Activity
Restate word for word every entry that appears below, skipping its pictures.

● ● ● ● ●

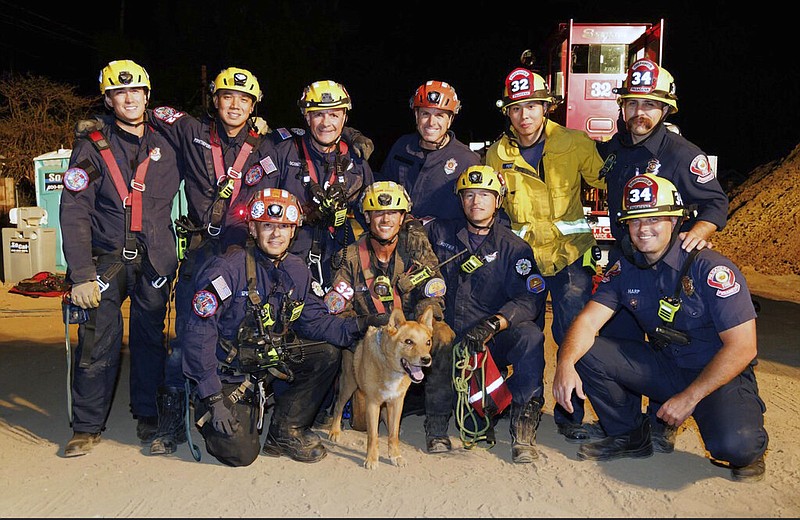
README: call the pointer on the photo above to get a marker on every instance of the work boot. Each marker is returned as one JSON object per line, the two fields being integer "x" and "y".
{"x": 81, "y": 443}
{"x": 635, "y": 444}
{"x": 300, "y": 444}
{"x": 436, "y": 438}
{"x": 146, "y": 428}
{"x": 524, "y": 421}
{"x": 750, "y": 473}
{"x": 171, "y": 424}
{"x": 663, "y": 436}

● ● ● ● ●

Result below
README: call the pointer on the photo above to get a marker on every instance of the work boot. Each marker is returned as one JSON object per line, the two fields being integer "x" and "y".
{"x": 81, "y": 443}
{"x": 635, "y": 444}
{"x": 300, "y": 444}
{"x": 436, "y": 438}
{"x": 146, "y": 428}
{"x": 524, "y": 421}
{"x": 750, "y": 473}
{"x": 171, "y": 424}
{"x": 663, "y": 436}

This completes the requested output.